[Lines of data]
# # #

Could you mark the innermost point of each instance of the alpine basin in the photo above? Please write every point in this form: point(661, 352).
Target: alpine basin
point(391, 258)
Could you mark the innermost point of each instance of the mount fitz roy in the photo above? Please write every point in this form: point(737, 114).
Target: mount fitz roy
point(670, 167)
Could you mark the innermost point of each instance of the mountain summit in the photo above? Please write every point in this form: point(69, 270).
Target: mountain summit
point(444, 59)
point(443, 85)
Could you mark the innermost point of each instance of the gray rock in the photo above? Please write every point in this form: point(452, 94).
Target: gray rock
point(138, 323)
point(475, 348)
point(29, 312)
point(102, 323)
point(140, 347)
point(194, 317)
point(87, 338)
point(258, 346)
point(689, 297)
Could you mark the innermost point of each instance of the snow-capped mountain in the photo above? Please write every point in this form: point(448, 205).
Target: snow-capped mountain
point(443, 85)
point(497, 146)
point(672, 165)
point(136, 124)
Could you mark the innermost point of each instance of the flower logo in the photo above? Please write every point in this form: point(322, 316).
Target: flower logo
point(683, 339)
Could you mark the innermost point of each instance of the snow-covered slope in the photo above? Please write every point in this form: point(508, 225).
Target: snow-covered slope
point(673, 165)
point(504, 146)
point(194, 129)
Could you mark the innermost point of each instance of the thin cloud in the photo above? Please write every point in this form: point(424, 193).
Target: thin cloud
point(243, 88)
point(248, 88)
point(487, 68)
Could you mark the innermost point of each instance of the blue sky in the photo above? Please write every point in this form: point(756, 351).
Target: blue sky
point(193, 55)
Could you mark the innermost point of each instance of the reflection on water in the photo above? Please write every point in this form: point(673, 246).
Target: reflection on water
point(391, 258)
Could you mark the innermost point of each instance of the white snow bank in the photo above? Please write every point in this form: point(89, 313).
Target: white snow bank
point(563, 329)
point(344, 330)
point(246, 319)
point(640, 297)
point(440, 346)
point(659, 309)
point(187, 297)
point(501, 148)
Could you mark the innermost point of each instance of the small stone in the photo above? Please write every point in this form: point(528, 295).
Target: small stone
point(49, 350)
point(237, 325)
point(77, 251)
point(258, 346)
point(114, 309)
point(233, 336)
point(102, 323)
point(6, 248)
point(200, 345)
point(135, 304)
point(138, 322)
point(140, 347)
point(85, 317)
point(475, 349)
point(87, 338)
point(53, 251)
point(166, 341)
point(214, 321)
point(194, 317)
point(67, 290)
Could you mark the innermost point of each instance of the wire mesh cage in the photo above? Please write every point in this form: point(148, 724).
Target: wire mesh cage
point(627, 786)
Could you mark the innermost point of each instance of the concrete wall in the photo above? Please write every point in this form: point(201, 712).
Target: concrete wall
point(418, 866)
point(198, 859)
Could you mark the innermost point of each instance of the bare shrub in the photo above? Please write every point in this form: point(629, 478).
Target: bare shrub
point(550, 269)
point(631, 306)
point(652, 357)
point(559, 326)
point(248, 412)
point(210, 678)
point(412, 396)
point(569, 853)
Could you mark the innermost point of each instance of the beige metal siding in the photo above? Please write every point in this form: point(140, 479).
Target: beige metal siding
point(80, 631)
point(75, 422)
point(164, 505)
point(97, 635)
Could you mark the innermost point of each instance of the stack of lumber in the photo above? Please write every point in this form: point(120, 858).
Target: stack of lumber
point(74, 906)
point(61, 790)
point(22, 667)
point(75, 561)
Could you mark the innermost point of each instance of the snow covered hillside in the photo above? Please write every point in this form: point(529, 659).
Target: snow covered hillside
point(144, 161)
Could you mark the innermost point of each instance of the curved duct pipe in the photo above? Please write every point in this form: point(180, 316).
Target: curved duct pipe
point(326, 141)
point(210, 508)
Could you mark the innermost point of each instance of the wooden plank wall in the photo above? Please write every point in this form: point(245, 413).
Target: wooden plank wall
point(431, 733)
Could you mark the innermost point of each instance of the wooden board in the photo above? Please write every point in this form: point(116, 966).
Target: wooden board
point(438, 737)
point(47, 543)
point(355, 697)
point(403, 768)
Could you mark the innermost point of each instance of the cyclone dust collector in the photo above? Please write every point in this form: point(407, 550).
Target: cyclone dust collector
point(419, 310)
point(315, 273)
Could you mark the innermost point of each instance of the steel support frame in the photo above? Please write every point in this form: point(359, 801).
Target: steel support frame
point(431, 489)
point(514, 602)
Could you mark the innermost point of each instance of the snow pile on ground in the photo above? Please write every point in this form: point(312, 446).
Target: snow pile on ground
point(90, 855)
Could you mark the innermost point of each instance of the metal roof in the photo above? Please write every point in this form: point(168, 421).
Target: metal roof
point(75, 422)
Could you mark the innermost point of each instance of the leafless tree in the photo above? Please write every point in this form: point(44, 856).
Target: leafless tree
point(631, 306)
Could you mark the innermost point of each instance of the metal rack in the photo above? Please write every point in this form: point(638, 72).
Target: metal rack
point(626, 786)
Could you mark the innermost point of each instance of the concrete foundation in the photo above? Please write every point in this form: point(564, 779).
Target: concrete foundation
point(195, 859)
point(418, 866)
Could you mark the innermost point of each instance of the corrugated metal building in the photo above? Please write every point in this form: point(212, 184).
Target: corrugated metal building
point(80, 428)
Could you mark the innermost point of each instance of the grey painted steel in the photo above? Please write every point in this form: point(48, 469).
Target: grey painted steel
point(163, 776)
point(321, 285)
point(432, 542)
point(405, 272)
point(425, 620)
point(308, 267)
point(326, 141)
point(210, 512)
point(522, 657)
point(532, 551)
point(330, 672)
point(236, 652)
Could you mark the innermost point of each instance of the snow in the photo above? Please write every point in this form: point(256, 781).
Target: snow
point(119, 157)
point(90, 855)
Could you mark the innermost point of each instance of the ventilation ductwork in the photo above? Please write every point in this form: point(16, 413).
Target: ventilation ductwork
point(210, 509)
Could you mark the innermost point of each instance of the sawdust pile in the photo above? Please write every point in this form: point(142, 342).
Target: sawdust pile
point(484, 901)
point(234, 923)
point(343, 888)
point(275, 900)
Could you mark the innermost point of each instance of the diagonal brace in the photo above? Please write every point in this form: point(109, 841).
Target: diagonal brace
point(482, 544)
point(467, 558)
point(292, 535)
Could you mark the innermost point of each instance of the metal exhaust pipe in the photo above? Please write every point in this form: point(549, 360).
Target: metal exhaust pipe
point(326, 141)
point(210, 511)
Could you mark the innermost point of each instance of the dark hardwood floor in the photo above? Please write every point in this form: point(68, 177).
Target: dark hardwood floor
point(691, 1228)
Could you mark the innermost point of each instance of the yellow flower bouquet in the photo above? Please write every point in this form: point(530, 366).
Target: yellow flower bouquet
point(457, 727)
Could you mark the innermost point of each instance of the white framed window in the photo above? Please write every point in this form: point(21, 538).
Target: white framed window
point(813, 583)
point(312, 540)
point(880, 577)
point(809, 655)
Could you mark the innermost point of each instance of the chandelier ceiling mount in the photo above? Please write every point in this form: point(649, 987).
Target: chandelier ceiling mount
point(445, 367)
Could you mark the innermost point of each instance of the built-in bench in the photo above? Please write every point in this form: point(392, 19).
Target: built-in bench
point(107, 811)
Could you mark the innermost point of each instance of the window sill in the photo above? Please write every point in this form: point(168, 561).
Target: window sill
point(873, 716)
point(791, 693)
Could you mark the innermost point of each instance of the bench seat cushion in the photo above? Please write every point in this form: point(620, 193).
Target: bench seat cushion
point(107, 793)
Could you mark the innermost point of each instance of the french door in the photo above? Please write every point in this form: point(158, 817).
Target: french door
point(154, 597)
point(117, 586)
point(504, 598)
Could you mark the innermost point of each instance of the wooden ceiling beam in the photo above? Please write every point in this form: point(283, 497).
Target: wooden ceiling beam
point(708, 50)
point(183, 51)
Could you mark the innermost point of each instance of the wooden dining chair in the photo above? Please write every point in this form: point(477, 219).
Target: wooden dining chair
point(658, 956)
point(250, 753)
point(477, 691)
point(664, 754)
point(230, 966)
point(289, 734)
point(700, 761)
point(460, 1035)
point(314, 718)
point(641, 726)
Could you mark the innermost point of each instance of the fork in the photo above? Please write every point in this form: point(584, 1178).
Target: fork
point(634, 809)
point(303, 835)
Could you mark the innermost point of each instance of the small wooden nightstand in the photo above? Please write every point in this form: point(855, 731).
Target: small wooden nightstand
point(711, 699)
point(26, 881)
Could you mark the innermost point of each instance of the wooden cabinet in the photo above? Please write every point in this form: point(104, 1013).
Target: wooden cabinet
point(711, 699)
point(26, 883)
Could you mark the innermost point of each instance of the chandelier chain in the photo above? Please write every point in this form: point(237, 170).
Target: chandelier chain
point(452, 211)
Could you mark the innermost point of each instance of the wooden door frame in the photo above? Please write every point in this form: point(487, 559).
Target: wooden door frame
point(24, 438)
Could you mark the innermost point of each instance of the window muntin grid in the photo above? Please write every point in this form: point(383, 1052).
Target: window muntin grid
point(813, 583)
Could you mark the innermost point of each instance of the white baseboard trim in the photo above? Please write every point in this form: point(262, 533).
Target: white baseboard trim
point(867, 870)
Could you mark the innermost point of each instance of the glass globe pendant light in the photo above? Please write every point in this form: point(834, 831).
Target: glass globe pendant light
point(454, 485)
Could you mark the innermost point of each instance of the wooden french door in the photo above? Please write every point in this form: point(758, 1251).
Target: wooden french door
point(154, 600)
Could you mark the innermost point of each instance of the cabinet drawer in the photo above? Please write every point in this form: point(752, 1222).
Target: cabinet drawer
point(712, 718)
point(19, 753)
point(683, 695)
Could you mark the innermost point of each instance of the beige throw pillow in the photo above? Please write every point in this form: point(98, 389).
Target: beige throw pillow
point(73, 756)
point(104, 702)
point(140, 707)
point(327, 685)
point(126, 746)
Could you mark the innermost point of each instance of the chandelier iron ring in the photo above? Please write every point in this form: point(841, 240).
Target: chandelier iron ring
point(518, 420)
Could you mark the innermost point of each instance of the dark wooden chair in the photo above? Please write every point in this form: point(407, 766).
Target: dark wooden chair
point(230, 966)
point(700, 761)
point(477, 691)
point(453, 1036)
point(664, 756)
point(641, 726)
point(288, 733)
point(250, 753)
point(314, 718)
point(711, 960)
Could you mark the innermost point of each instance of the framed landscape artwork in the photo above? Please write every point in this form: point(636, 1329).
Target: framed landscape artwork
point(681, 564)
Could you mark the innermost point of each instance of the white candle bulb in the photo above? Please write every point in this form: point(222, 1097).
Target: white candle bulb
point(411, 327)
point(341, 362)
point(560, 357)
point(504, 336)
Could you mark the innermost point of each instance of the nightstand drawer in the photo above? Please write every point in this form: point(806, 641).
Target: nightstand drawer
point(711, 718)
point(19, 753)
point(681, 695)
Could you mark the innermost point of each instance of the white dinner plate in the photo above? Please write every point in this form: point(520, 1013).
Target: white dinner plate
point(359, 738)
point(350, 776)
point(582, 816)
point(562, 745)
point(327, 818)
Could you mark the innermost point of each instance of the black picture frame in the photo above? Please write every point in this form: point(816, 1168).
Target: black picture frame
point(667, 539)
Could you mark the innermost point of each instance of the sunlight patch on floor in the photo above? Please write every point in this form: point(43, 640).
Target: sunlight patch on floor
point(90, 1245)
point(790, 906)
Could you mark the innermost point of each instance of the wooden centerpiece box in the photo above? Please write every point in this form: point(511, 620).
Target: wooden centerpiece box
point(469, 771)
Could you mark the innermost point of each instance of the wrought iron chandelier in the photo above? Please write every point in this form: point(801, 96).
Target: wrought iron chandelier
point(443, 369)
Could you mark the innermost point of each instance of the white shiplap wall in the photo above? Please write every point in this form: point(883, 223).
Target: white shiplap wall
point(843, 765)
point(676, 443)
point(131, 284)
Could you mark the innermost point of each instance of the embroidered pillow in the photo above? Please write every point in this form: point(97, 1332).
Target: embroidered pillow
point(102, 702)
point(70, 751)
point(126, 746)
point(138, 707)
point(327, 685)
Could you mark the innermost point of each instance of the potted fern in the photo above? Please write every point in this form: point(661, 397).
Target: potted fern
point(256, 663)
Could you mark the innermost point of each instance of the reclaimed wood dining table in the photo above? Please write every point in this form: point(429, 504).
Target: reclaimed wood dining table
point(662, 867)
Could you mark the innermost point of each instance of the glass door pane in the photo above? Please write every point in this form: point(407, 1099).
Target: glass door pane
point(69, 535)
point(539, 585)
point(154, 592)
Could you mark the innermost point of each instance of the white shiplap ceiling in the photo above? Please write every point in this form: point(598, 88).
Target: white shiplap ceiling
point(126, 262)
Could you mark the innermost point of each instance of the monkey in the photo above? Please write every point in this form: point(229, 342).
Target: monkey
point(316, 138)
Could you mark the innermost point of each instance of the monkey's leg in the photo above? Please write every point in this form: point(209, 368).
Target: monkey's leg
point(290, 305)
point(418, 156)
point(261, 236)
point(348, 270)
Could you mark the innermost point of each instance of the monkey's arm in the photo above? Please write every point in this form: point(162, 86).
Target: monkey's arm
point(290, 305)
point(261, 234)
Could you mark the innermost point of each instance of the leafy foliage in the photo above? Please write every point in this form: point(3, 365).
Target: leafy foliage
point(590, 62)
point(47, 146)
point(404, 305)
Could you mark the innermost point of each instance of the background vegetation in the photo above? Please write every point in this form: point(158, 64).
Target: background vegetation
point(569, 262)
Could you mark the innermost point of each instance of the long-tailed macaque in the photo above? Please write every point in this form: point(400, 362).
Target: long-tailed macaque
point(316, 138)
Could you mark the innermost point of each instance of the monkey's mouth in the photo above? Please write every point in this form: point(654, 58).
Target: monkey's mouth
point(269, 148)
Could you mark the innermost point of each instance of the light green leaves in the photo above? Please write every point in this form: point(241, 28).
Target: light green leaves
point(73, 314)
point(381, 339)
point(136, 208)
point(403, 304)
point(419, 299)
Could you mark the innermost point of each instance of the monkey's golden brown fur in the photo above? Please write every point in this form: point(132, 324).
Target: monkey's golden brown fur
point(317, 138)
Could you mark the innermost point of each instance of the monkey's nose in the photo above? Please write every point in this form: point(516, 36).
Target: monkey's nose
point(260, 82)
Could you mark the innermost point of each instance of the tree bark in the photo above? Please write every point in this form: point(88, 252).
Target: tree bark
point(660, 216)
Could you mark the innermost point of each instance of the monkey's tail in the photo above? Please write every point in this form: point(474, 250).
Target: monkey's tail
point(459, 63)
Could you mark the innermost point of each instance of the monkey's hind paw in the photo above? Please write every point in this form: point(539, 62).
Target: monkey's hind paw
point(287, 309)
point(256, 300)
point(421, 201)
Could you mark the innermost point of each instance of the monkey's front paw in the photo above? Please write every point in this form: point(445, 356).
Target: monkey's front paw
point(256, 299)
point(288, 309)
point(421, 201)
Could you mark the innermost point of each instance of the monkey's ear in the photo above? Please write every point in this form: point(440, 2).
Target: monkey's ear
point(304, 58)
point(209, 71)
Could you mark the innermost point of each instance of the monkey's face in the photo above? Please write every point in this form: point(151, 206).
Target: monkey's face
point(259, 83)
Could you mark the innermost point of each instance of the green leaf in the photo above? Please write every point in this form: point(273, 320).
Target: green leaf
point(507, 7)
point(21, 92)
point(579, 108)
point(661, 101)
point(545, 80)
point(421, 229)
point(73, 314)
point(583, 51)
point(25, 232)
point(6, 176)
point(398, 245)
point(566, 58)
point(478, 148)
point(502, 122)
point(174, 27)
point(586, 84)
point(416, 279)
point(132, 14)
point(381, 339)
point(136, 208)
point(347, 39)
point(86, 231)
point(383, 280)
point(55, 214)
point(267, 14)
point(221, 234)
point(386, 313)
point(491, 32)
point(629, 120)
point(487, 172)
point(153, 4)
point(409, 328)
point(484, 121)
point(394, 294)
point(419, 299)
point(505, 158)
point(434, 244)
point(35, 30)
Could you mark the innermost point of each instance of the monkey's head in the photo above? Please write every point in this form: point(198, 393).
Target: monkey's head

# # #

Output only the lines running from the line with "form: point(151, 206)." through the final line of the data, inclusive.

- WORKED SOLUTION:
Could you mark the innermost point of each instance of the monkey's face in the photo above? Please write every point in this form: point(151, 206).
Target: monkey's face
point(259, 83)
Could you mark the innermost point of each instance of the green leaf in the photo above? Please write every point in this form: point(273, 320).
Target: green leaf
point(507, 7)
point(21, 92)
point(579, 108)
point(661, 101)
point(545, 80)
point(421, 229)
point(73, 314)
point(583, 51)
point(25, 232)
point(6, 176)
point(398, 245)
point(566, 58)
point(478, 148)
point(502, 122)
point(174, 27)
point(586, 84)
point(416, 279)
point(132, 14)
point(381, 339)
point(136, 208)
point(347, 39)
point(86, 231)
point(383, 280)
point(55, 214)
point(267, 14)
point(221, 234)
point(386, 313)
point(491, 32)
point(629, 120)
point(487, 172)
point(153, 4)
point(409, 328)
point(484, 121)
point(394, 294)
point(419, 299)
point(505, 158)
point(434, 244)
point(35, 30)
Could you mark the innermost point of each instance of the monkey's head in the photo above? Please write every point in this form: point(198, 393).
Target: monkey's head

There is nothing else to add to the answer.